Start at the line containing "Can you spot the orange" and transcribe every line exactly through the end of the records below, and only those lines.

---------- Data for this task

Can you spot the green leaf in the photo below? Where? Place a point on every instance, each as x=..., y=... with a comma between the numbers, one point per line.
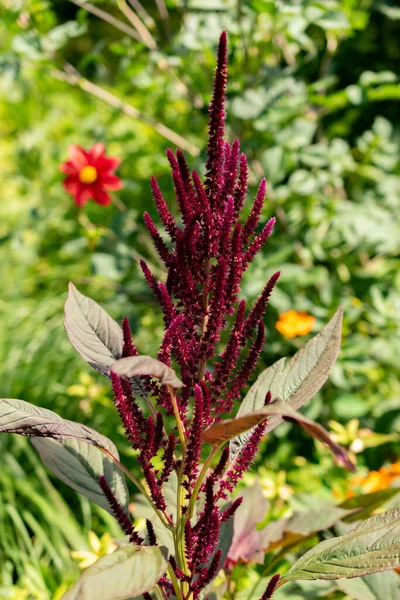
x=80, y=465
x=372, y=546
x=96, y=337
x=379, y=586
x=131, y=366
x=367, y=503
x=224, y=430
x=298, y=380
x=142, y=510
x=128, y=572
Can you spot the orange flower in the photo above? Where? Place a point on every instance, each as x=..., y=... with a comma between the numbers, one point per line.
x=378, y=480
x=293, y=323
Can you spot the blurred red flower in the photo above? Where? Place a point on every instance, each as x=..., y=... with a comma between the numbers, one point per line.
x=90, y=174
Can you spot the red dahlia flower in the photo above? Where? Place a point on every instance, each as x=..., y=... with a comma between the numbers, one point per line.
x=90, y=174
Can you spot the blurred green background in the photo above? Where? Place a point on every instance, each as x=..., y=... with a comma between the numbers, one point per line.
x=313, y=97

--------------------

Correct response
Can you spot the orange flower in the photo above? Where? Place a point on every instance, each as x=..., y=... with a comma between the numbers, one point per line.
x=378, y=480
x=293, y=323
Can you spot the blurred red flower in the photo above? Where? Place a point on every instance, each as x=..., y=... with a comma between the numbers, one point per line.
x=90, y=174
Can you spot the red dahlia flower in the photo above? Where? Place a point on every instance, each as x=..., y=... with a comma between the numbers, one point per line.
x=90, y=174
Can you spot the blurred green background in the photo above? Where? Place a point on every instance, each as x=..., y=... with a comma between the numbers, one point per line.
x=313, y=97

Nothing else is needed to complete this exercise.